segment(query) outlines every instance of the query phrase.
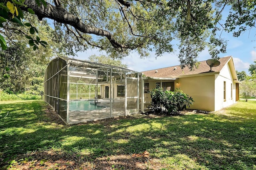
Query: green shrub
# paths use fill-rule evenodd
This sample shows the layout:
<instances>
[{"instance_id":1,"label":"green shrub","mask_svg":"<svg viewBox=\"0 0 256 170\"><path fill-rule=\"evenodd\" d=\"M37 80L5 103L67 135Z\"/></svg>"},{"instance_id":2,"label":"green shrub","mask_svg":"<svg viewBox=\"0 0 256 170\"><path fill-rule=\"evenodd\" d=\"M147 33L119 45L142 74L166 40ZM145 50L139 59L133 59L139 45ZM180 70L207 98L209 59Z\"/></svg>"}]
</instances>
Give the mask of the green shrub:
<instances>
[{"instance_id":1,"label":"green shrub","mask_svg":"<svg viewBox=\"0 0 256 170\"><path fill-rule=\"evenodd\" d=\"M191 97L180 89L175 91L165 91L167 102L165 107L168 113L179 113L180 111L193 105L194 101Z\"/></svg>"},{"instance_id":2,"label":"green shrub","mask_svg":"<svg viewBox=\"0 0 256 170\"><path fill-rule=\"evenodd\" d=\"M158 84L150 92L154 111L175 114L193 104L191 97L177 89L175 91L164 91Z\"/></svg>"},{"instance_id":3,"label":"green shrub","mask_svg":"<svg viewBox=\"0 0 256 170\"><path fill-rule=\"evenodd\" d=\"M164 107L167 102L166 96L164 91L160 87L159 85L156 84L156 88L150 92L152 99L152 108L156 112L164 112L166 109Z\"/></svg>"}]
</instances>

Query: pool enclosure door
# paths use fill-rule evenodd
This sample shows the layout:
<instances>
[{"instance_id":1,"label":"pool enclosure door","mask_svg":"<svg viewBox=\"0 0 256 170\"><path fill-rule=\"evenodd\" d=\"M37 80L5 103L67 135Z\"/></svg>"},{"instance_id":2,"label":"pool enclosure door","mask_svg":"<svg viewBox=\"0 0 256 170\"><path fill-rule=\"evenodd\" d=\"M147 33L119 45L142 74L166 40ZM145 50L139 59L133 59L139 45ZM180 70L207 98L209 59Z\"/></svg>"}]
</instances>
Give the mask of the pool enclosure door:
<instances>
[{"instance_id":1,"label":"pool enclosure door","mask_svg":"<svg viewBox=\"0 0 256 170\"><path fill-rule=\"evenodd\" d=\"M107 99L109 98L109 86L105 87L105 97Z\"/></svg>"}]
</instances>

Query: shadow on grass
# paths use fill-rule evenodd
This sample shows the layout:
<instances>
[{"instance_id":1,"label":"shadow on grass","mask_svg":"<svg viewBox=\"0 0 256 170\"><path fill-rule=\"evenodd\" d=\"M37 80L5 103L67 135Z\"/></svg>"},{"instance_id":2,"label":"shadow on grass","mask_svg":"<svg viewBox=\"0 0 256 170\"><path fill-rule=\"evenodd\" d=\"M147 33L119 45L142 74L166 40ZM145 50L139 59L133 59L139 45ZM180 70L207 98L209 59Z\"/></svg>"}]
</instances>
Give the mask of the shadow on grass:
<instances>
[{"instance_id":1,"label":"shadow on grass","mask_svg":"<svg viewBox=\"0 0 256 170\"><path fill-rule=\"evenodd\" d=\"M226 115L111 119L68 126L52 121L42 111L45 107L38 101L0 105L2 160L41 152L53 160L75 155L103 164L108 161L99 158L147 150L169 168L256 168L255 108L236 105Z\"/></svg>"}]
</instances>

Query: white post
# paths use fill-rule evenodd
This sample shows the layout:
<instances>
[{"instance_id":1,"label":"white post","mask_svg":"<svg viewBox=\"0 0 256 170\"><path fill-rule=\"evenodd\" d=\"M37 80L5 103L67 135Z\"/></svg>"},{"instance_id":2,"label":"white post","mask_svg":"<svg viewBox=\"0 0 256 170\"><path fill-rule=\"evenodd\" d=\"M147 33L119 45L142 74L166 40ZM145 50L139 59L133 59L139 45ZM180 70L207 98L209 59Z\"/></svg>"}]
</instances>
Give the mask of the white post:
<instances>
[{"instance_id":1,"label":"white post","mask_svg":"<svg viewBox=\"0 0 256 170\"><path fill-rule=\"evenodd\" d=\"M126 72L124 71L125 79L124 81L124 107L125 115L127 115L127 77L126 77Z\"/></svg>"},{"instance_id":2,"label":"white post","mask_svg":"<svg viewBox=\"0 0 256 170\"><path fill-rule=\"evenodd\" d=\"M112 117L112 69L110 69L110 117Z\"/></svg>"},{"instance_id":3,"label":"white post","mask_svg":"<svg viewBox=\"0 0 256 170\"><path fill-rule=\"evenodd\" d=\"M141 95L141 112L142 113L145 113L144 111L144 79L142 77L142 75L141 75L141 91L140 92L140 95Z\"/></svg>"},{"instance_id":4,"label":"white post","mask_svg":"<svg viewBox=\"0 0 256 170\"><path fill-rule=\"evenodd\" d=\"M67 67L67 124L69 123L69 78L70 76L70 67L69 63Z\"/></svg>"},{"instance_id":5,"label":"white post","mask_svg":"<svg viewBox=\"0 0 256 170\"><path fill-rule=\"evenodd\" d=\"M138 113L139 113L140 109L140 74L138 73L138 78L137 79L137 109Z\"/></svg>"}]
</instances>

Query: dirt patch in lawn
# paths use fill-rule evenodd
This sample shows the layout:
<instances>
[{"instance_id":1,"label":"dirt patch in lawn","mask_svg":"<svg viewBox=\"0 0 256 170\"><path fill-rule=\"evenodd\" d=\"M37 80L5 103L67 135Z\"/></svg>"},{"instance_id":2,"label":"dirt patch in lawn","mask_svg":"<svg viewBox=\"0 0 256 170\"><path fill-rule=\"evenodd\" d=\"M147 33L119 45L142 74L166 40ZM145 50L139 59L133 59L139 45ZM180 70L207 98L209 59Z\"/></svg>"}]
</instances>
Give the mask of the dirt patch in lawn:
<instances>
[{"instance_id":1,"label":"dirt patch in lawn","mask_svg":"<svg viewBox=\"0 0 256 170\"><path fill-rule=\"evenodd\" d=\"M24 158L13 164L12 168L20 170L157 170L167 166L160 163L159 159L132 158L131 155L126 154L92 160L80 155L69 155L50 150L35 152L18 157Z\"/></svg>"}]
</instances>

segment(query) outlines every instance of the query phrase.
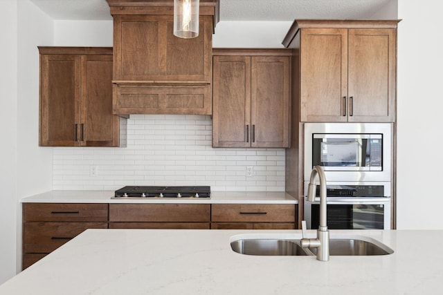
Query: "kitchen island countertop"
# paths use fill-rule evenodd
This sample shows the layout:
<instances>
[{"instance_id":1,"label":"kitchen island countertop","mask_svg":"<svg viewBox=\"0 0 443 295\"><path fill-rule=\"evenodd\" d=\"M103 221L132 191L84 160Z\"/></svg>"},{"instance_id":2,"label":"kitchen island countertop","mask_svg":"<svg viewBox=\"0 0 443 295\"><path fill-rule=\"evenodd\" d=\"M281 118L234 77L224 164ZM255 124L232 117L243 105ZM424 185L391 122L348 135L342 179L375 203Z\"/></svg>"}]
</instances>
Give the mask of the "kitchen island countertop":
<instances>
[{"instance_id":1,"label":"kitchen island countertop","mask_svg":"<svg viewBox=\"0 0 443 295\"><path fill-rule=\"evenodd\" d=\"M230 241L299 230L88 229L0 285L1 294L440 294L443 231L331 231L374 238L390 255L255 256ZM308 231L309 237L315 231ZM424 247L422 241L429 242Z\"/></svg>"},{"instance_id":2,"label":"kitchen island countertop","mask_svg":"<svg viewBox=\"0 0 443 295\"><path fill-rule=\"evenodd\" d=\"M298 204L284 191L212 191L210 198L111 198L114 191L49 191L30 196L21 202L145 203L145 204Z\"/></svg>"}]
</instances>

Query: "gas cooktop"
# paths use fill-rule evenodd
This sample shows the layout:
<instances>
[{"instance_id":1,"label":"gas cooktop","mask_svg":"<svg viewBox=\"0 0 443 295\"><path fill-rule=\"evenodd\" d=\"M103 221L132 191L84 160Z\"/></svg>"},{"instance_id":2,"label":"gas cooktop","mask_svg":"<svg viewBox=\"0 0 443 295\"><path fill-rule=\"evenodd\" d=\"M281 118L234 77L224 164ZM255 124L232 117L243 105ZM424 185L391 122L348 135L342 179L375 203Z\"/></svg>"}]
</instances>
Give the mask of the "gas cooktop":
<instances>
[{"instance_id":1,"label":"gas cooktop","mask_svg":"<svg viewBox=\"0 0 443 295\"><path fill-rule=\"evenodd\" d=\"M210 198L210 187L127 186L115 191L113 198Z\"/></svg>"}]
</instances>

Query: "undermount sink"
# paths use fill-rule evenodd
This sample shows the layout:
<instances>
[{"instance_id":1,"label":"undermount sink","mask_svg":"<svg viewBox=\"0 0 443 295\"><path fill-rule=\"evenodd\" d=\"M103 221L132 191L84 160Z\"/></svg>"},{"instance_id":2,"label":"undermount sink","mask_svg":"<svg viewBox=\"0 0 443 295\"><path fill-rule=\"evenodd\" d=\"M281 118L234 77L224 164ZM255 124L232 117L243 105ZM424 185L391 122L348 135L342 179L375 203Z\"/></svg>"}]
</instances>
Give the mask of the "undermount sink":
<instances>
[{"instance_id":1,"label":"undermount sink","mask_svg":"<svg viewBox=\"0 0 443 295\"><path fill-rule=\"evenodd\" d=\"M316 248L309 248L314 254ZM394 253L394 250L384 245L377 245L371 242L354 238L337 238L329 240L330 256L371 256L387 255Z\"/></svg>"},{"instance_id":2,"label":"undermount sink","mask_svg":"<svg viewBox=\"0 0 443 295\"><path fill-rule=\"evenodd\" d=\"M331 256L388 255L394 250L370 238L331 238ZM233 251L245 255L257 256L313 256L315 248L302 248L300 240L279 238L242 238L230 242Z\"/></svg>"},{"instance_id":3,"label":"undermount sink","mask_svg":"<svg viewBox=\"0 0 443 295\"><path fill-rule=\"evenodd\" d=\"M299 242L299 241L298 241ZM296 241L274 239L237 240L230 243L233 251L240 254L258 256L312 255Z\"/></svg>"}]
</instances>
^^^^^^^^
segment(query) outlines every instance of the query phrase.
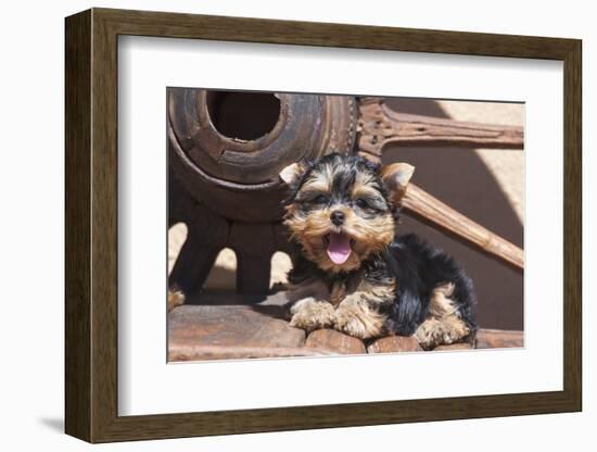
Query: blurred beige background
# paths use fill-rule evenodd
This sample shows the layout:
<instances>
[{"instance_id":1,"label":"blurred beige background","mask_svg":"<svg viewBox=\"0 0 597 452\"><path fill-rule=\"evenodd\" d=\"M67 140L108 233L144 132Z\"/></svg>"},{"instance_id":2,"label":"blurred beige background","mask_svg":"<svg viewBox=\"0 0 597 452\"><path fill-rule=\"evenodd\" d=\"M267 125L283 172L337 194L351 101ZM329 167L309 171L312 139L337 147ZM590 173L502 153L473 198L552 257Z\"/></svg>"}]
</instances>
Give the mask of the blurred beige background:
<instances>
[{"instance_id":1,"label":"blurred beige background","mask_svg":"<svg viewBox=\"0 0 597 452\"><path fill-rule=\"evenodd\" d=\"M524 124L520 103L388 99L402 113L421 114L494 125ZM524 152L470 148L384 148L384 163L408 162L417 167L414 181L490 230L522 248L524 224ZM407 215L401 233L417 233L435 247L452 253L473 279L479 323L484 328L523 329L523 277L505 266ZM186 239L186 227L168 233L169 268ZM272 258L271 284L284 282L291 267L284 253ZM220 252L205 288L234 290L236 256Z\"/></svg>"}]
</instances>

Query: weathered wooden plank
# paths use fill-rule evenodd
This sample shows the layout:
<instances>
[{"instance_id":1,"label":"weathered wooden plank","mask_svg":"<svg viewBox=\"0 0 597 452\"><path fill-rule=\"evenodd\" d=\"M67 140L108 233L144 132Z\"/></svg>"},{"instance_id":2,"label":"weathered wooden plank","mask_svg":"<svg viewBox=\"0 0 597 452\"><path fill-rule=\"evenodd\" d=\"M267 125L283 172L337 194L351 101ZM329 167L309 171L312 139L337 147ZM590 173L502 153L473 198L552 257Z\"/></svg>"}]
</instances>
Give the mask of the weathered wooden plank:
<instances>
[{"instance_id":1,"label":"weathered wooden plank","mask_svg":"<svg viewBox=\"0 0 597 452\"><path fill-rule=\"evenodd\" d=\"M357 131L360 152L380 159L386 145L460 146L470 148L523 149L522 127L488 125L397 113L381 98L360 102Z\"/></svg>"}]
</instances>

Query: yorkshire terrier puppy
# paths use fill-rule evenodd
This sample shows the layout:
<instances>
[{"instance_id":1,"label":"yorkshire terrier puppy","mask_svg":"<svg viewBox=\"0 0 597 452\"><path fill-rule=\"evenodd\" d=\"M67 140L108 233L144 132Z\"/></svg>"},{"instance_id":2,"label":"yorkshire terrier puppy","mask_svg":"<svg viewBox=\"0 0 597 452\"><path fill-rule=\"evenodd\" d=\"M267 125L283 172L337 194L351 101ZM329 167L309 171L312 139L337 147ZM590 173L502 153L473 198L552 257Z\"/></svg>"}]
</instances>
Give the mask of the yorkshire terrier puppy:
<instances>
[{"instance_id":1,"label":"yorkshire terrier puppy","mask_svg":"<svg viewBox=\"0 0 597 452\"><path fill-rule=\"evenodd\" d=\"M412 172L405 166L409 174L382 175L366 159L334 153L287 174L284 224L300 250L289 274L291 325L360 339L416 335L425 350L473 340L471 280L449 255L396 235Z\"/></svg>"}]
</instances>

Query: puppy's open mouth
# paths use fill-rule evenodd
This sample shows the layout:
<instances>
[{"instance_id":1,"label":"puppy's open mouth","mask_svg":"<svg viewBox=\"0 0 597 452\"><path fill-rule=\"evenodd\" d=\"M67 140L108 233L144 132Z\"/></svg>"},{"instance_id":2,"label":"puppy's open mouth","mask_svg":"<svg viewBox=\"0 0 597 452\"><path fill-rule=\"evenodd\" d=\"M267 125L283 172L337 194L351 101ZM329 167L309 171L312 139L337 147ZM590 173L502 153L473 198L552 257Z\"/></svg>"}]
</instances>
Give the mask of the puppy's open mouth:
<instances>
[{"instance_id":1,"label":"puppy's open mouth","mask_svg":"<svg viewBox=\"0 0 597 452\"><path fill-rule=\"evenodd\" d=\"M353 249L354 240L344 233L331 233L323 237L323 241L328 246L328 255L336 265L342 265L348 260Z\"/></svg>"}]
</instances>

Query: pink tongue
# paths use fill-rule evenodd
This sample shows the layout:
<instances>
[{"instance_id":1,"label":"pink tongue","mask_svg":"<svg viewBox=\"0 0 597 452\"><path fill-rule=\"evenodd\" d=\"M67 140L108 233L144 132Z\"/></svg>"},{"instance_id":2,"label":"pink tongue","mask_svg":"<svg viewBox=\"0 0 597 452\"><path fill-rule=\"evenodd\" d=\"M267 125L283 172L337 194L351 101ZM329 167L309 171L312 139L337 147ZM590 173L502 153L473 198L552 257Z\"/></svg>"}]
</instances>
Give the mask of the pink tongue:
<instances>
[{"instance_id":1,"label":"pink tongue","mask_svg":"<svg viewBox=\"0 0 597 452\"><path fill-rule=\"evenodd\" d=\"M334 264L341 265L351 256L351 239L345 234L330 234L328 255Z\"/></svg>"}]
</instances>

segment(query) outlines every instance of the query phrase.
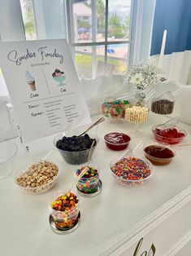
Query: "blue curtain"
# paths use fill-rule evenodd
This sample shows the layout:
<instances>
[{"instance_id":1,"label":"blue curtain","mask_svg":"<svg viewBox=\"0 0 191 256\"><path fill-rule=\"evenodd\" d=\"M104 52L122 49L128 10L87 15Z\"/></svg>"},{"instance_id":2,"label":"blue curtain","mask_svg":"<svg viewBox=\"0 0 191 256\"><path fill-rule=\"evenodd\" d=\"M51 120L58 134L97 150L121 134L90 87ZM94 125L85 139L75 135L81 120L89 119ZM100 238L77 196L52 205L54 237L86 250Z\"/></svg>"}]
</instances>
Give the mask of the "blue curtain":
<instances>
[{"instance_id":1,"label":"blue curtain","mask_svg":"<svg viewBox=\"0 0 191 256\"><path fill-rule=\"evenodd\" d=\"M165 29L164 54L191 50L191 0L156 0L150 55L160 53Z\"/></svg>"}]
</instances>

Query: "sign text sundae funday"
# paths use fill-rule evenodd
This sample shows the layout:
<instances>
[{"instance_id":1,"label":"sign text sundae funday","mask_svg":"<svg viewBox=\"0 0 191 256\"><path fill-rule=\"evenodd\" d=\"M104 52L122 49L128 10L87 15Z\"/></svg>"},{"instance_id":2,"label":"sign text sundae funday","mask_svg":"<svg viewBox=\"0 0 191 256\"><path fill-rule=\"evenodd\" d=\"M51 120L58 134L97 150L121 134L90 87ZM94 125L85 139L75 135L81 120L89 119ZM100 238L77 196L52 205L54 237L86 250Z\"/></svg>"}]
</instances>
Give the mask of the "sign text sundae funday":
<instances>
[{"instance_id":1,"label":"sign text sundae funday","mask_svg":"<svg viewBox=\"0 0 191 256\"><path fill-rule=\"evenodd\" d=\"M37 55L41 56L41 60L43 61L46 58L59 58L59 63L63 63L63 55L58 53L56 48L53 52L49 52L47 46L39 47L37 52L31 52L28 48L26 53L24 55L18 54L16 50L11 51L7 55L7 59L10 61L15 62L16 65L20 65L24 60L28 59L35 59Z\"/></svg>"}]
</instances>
^^^^^^^^
• Zu lösende Aufgabe
Zähle die Zeilen im Material oben, in denen die Zeichenfolge „curtain“ vorkommt, und achte dabei auf Groß- und Kleinschreibung. Gib nur die Anzahl an.

• Lösung der Übung
4